## PROBLEM TO WORK ON
Copy the records below line for line, changing nothing.

Items from a labeling collection
---------------
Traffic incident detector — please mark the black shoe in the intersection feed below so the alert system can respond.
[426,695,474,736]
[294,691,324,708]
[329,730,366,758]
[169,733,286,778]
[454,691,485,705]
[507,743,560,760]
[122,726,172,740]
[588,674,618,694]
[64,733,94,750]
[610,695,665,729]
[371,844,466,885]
---------------
## OUTPUT FOR THIS EXERCISE
Traffic incident detector — please mark the black shoe in the intersection feed below so the alert system can respond.
[426,695,474,736]
[294,691,324,708]
[329,730,366,758]
[169,733,286,778]
[454,691,485,705]
[507,743,560,760]
[122,726,172,740]
[588,674,618,694]
[64,733,94,750]
[610,695,665,729]
[371,844,466,885]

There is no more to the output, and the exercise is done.